- [EXERCISE TASKS]
1. In the thread on citext function overloads, what value does strpos return when the substring is passed as 'a'::text?
2. Using the thread on citext function overloads, explain why the poster calls the case-sensitive result of strpos surprising.
3. From the thread on citext function overloads, copy word for word the part that opens with the words containing "However, if I" and closes with "them isn't trivial.".

## Begin PROVIDED PASSAGE

Thread: citext function overloads for text parameters

citext function overloads for text parameters

From
Shay Rojansky
Date:
Hi hackers.

The following works well of course:

test=# select strpos('Aa'::citext, 'a');
 strpos 
--------
      1

However, if I pass a typed text parameter for the substring, I get case-sensitive behavior instead:

test=# select strpos('Aa'::citext, 'a'::text);
 strpos 
--------
      2

This seems like surprising behavior - my expectation was that the first parameter being citext would be enough to trigger case-insensitive behavior. The same may be happening with other string functions (e.g. regexp_matches). This is causing some difficulties in a real scenario where SQL and parameters are getting generated by an O/RM, and changing them isn't trivial.

Do the above seem like problematic behavior like it does to me, or is it the expected behavior?

Shay

Re: citext function overloads for text parameters

From
Pavel Stehule
Date:


2018-05-06 8:26 GMT+02:00 Shay Rojansky <roji@roji.org>:
Hi hackers.

## End PROVIDED PASSAGE
## Begin INFORMATION SUPPLIED

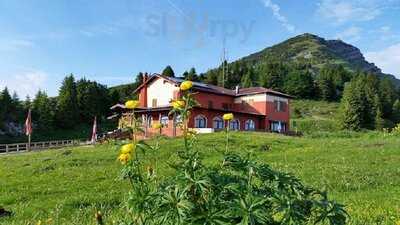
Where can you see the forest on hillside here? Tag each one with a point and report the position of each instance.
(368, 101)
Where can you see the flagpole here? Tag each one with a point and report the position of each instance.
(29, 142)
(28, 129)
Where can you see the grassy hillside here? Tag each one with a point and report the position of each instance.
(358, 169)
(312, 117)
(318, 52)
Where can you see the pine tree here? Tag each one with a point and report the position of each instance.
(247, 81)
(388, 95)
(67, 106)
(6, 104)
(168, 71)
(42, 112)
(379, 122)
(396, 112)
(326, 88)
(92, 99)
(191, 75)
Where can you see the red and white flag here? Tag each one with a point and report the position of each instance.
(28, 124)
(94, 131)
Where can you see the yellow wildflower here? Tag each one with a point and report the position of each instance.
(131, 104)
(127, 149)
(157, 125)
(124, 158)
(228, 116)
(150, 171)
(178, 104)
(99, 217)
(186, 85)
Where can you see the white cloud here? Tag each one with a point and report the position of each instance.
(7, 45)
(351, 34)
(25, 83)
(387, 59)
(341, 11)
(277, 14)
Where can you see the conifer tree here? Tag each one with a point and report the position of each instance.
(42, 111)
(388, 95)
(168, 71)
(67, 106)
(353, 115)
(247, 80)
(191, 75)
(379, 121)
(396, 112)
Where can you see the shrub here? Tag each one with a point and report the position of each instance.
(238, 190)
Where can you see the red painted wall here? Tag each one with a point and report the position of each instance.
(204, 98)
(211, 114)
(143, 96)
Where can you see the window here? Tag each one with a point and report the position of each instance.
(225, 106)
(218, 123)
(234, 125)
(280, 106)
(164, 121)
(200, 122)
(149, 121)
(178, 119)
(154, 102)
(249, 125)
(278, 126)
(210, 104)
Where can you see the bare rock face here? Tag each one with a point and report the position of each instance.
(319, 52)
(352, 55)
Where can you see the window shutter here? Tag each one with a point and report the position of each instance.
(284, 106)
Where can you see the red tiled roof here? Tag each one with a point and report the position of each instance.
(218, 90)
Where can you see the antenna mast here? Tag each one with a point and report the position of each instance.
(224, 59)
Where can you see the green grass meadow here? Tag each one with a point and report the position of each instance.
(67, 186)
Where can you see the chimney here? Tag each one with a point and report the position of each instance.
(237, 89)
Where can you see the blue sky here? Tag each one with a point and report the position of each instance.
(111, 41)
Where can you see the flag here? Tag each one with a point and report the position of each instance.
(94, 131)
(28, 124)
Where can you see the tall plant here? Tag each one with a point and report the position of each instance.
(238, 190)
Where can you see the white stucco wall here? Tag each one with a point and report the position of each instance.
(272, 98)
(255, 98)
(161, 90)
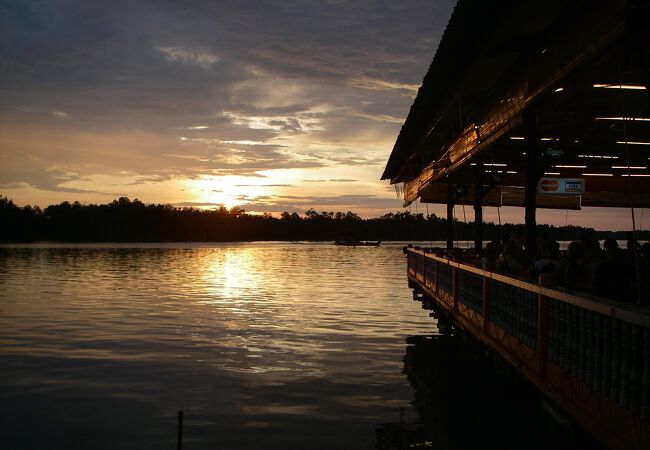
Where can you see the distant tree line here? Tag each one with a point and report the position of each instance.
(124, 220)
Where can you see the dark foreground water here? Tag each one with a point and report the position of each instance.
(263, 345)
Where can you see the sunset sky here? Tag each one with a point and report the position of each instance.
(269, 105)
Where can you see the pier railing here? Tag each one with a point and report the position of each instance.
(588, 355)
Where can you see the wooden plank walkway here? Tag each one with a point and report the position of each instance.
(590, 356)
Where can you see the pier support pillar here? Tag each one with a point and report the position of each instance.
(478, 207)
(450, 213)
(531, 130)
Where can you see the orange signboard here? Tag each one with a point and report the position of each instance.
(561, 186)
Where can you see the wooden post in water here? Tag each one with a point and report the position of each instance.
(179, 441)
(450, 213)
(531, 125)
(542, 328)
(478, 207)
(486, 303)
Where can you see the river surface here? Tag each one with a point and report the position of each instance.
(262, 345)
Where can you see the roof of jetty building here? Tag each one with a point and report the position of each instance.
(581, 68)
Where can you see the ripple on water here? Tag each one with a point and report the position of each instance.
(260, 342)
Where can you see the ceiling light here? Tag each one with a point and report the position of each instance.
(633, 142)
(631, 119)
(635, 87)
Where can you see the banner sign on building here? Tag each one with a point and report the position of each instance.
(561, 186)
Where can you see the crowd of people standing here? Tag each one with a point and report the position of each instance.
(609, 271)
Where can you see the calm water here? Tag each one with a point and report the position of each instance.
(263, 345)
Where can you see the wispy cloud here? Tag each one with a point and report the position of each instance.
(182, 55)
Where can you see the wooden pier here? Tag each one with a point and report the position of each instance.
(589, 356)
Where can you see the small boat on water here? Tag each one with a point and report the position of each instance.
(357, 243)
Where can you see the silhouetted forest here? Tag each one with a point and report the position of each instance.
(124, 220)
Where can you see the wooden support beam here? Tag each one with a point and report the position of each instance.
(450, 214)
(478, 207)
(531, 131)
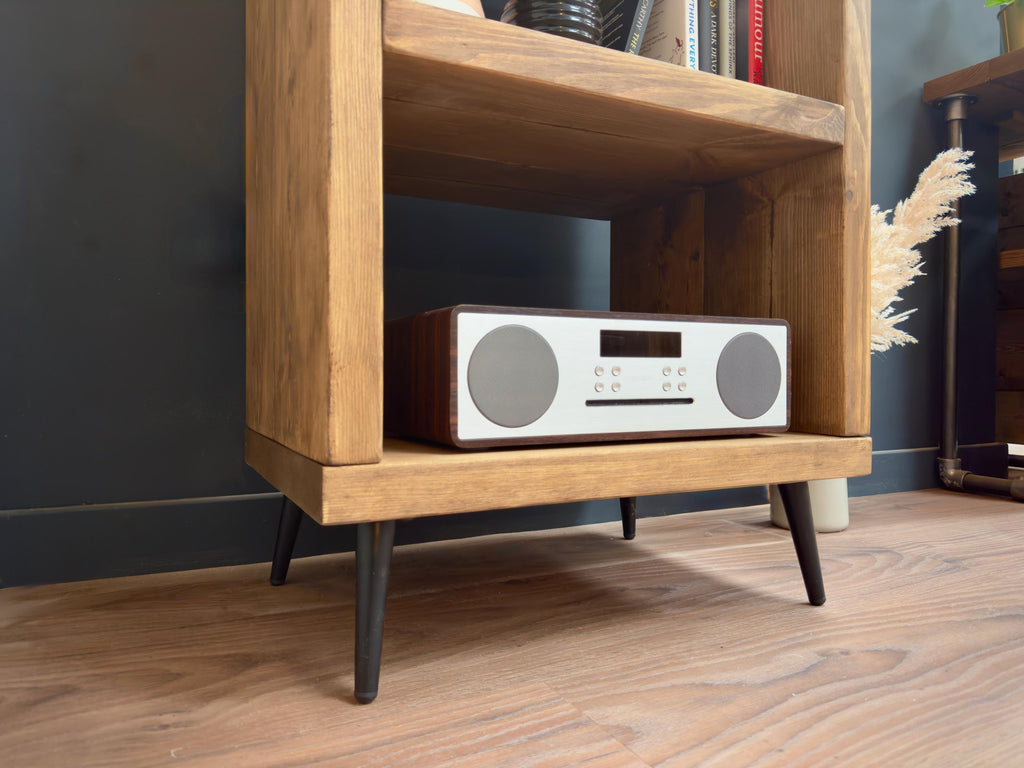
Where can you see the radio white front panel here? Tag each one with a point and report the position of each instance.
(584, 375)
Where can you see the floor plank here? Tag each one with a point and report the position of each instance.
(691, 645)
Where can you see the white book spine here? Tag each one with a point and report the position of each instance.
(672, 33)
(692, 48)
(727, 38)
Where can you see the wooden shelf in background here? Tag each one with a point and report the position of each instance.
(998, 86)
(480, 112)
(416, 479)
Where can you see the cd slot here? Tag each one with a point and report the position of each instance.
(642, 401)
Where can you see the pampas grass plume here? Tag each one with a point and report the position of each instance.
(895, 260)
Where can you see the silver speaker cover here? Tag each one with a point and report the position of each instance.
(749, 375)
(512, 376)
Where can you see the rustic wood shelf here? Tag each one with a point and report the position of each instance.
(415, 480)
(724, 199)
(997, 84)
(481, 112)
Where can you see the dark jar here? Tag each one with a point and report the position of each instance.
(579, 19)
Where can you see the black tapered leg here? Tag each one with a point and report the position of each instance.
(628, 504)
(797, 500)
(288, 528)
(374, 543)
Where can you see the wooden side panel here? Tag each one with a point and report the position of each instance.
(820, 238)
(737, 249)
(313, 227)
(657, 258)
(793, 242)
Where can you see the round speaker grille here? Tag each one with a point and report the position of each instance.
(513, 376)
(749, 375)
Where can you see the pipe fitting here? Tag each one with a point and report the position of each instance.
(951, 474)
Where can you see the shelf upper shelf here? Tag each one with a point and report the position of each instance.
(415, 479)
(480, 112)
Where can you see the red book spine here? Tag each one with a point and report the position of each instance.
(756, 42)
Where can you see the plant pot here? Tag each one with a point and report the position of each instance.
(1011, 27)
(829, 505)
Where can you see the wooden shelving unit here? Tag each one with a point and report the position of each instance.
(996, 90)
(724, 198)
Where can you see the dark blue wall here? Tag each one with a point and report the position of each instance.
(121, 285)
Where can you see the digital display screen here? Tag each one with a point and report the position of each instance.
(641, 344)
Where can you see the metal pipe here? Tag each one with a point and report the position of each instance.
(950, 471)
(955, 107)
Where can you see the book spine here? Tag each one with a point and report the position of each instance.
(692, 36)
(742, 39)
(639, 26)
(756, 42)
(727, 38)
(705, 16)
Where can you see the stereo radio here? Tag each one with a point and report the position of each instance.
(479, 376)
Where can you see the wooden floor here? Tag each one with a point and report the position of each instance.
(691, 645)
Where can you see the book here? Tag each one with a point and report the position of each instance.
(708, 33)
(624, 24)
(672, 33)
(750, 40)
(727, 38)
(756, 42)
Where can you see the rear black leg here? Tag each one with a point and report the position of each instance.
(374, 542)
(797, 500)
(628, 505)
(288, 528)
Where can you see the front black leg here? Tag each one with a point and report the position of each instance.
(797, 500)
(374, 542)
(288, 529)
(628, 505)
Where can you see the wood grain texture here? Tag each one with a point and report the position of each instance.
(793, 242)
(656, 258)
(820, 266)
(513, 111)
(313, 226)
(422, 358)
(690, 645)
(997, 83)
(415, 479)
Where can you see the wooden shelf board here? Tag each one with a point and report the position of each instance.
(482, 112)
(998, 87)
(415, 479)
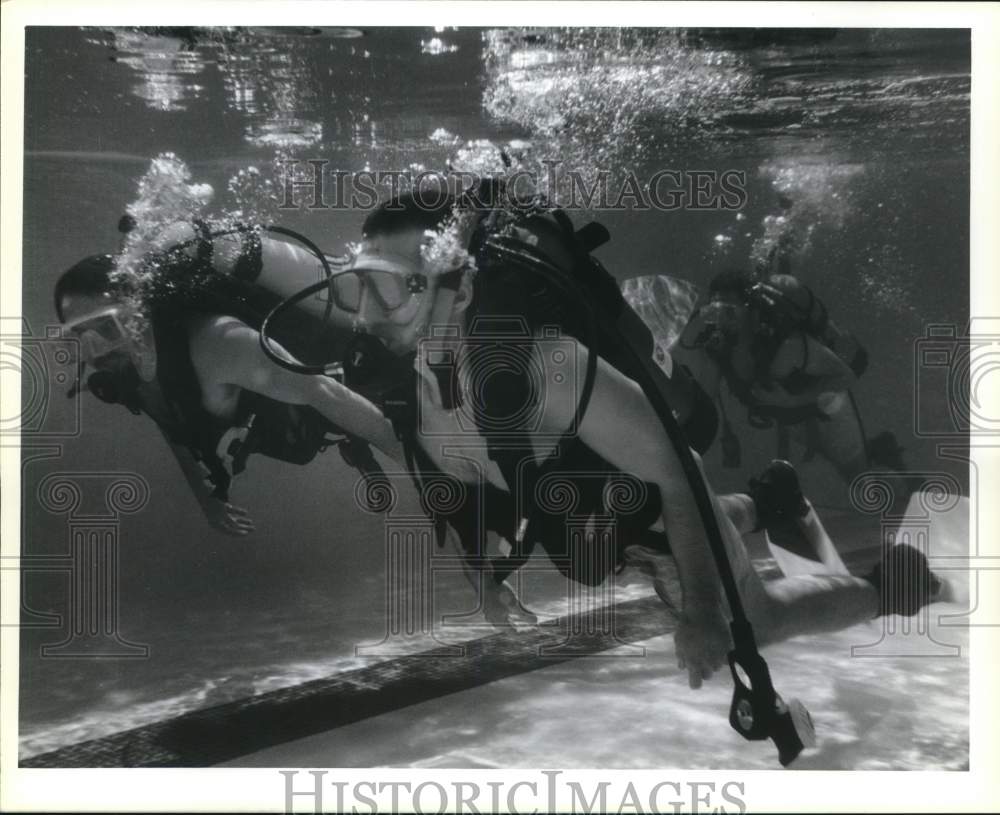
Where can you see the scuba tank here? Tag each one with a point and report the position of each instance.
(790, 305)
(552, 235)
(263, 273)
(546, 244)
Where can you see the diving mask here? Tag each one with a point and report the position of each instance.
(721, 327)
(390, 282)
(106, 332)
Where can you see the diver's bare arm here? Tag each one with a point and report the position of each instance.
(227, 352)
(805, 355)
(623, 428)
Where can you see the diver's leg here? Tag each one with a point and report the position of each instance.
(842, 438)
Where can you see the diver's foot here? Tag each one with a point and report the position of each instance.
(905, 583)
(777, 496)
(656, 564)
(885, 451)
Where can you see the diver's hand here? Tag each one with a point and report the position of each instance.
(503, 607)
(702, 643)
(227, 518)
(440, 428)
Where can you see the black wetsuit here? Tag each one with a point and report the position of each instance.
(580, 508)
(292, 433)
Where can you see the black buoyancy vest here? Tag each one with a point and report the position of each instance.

## End INFORMATION SUPPLIED

- [RESPONSES TO THE TASKS]
1. It returns 2.

2. The poster expected that having citext as the first argument would be enough to make the function case-insensitive. Instead, passing the substring as typed text gave case-sensitive behavior.

3.
However, if I pass a typed text parameter for the substring, I get case-sensitive behavior instead:

test=# select strpos('Aa'::citext, 'a'::text);
 strpos 
--------
      2

This seems like surprising behavior - my expectation was that the first parameter being citext would be enough to trigger case-insensitive behavior. The same may be happening with other string functions (e.g. regexp_matches). This is causing some difficulties in a real scenario where SQL and parameters are getting generated by an O/RM, and changing them isn't trivial.